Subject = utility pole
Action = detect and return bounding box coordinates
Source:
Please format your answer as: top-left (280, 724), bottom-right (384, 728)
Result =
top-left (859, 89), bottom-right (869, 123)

==

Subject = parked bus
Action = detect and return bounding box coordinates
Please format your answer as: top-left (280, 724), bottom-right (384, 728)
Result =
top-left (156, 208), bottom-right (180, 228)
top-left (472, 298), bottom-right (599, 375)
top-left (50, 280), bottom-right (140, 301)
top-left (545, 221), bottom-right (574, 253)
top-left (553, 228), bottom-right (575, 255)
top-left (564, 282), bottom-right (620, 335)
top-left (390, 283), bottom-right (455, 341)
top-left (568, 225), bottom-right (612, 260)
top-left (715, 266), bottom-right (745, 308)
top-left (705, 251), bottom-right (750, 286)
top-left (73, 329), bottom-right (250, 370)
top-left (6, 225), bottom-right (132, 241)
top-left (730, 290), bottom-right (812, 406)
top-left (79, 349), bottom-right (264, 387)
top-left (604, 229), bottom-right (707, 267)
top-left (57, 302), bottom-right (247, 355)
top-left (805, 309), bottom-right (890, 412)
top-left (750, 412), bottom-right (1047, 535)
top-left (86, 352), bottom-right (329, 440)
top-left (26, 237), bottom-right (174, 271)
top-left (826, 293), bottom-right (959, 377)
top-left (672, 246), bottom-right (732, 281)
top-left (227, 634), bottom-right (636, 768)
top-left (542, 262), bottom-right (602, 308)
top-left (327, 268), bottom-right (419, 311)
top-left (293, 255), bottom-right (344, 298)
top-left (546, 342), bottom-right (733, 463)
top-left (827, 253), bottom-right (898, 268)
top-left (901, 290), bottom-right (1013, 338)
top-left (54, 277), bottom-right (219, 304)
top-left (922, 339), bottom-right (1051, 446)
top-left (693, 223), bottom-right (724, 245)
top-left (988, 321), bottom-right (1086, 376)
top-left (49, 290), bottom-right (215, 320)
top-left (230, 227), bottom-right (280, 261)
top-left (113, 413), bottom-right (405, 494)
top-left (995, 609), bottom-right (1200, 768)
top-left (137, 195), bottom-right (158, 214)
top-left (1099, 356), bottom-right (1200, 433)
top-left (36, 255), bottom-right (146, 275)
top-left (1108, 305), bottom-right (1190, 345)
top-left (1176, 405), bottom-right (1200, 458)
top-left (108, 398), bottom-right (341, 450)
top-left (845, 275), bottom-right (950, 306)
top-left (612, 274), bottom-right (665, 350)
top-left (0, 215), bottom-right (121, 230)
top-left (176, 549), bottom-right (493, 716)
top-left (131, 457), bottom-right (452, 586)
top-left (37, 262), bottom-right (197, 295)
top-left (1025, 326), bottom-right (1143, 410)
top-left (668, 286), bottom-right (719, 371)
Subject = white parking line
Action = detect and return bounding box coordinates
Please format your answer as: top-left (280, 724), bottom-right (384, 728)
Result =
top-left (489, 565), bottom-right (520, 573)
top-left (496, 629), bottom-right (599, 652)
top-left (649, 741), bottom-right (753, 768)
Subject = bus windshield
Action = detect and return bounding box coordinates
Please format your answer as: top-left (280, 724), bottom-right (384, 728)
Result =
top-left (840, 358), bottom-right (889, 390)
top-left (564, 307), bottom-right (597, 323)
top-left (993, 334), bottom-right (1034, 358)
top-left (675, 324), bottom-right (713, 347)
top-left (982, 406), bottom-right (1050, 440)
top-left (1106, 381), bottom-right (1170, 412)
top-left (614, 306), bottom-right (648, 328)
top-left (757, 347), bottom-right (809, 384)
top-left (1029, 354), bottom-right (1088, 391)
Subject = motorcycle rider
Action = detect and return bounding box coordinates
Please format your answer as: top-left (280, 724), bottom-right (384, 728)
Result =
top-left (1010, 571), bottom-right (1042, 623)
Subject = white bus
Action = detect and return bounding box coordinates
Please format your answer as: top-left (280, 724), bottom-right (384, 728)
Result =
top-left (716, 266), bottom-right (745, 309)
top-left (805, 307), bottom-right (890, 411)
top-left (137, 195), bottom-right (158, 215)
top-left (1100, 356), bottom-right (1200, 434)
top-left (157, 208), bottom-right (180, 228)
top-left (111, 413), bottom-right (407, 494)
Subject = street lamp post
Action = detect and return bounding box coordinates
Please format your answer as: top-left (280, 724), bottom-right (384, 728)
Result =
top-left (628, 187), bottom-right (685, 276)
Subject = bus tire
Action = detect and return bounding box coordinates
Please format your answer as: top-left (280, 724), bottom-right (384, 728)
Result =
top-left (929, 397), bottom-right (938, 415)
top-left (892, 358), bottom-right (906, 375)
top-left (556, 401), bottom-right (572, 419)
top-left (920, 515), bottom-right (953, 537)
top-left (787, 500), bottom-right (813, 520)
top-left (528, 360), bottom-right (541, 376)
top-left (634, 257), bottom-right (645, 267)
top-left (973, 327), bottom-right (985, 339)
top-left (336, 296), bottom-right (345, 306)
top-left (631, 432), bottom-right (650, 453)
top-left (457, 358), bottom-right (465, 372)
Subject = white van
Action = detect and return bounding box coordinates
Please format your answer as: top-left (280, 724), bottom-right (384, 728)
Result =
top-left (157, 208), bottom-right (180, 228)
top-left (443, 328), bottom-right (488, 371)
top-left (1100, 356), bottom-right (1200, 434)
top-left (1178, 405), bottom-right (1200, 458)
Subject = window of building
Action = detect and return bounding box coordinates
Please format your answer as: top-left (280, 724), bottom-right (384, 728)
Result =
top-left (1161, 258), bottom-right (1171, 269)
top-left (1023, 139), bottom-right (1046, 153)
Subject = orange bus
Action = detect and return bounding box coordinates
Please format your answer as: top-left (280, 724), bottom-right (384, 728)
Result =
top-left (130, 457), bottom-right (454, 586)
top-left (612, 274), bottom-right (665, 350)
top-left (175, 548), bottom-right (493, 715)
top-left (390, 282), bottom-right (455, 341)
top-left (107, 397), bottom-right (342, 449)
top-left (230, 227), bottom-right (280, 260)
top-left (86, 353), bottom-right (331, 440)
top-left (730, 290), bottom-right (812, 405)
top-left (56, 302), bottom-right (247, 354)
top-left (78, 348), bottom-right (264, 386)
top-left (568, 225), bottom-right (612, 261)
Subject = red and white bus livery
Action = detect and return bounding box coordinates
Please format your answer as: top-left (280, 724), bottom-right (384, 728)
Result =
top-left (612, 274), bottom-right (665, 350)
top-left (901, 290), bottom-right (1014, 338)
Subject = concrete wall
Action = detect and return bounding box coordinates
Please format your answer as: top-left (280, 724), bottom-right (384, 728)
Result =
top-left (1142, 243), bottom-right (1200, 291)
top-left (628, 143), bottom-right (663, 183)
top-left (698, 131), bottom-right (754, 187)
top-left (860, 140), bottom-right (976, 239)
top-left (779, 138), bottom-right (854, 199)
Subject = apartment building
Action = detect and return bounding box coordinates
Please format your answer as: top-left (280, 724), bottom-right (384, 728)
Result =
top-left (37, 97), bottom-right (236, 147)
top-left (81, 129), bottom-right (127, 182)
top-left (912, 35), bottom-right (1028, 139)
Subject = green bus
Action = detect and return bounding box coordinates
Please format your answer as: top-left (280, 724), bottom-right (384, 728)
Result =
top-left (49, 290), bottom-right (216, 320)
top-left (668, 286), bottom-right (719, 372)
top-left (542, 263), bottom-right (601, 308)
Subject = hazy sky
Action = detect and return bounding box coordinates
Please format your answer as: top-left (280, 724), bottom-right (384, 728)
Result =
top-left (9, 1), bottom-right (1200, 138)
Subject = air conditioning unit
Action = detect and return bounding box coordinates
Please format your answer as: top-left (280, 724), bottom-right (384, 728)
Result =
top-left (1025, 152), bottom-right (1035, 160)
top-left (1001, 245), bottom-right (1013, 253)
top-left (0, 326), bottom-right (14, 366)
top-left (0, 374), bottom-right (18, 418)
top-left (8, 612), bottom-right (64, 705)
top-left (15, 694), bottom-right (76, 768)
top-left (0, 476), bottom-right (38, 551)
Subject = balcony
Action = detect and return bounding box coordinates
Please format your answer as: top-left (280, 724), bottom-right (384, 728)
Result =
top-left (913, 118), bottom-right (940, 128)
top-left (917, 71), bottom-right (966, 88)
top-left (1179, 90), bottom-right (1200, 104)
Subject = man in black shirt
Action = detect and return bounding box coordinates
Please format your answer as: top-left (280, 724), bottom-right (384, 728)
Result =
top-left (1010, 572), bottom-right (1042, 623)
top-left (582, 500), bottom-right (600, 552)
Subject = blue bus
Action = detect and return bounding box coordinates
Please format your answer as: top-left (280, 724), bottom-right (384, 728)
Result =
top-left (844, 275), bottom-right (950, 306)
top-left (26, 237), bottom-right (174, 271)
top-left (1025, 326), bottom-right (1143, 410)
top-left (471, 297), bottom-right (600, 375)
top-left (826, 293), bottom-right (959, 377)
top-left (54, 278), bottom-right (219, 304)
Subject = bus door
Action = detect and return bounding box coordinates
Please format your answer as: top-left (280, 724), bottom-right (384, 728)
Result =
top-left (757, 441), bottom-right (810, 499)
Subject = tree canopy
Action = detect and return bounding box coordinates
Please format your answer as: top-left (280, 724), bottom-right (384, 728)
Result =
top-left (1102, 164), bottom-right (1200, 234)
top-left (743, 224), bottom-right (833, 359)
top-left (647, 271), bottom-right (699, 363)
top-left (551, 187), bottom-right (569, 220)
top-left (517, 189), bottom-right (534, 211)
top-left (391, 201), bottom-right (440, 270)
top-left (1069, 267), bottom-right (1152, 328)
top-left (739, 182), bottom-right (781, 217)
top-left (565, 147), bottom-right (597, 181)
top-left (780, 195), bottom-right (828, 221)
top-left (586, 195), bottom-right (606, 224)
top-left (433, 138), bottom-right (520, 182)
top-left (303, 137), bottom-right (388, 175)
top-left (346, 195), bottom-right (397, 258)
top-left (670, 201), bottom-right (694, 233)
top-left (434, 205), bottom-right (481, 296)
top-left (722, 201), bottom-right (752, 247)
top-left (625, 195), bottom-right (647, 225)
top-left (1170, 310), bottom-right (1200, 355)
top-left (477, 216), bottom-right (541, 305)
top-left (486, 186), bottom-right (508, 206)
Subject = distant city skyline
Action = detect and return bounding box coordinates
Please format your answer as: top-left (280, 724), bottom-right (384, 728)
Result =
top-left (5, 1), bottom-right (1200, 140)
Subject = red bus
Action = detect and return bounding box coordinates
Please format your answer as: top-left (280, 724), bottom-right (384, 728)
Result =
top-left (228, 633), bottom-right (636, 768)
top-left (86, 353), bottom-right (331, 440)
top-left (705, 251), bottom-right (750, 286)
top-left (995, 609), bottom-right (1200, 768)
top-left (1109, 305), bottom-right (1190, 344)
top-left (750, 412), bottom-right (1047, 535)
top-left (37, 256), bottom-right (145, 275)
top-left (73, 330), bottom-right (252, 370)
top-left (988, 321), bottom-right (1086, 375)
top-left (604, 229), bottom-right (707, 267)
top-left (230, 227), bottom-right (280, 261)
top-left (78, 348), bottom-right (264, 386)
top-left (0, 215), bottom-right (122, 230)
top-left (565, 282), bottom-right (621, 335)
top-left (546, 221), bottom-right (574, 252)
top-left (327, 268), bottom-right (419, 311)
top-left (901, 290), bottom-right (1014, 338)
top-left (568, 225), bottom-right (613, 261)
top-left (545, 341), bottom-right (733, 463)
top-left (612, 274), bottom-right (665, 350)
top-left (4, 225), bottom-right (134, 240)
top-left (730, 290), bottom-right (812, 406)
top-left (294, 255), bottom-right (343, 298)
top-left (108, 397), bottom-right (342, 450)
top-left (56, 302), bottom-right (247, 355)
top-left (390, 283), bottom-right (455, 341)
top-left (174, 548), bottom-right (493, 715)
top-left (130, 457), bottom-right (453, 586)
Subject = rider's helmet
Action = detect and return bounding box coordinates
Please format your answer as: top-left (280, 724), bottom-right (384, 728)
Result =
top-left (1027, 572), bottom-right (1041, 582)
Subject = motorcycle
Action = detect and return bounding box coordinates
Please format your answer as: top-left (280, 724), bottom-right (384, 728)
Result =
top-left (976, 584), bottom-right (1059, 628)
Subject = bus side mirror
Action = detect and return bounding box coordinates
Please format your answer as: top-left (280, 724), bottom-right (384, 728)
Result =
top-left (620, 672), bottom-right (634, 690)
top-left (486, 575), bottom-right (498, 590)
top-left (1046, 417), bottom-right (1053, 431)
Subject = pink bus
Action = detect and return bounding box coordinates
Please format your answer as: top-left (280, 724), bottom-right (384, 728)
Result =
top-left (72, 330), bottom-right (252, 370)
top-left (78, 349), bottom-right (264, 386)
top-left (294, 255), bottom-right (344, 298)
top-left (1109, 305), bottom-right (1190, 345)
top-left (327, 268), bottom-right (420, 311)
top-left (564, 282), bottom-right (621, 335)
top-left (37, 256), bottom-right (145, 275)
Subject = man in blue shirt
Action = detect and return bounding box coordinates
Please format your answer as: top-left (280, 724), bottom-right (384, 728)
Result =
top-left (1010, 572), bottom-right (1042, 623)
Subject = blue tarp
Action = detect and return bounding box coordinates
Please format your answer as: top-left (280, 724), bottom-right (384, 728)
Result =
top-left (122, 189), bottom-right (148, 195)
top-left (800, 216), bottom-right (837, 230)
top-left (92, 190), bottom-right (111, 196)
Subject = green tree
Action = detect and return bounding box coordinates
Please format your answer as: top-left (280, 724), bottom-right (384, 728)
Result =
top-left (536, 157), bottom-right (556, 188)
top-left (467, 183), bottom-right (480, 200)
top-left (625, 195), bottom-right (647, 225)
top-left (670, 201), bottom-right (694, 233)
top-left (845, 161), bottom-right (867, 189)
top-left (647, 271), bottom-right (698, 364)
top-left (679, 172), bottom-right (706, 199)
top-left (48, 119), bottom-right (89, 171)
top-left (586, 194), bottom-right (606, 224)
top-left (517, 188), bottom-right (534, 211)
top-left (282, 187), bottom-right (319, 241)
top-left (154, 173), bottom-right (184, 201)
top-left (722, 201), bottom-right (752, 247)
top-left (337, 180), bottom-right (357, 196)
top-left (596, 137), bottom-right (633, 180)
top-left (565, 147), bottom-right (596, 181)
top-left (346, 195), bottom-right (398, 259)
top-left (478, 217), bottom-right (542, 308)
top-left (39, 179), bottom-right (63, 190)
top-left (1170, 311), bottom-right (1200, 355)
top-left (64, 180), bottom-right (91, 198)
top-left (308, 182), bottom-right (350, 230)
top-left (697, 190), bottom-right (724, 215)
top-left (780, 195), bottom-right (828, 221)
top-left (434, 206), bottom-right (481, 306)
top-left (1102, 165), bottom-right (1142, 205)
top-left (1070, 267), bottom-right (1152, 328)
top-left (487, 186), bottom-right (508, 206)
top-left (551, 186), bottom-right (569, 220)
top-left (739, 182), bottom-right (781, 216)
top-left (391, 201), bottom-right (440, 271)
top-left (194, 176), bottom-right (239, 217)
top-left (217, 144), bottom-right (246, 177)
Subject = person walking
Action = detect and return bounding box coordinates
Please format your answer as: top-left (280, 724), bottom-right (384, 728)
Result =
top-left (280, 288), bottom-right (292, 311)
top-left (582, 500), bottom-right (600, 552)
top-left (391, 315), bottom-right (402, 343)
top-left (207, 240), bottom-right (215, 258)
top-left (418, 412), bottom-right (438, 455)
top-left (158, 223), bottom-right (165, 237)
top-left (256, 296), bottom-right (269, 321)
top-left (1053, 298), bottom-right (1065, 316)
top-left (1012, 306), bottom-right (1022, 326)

* * *

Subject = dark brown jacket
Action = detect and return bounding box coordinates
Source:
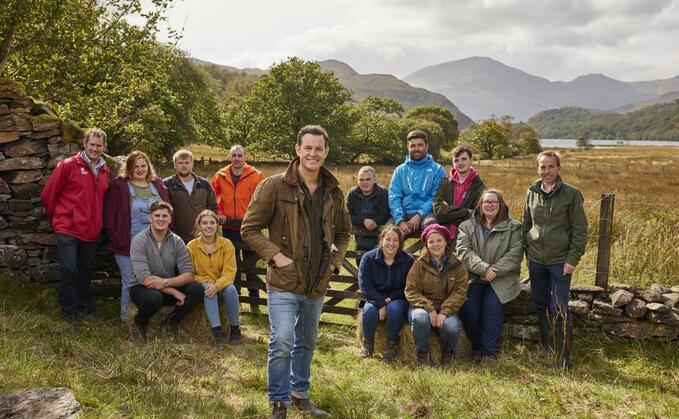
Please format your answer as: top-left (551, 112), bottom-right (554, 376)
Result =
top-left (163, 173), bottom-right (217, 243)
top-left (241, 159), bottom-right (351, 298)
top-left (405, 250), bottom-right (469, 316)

WORK TO BE COMPLETED: Could you report all lines of the listing that hold "building"?

TASK RESULT:
Subject = window of building
Subject = apartment building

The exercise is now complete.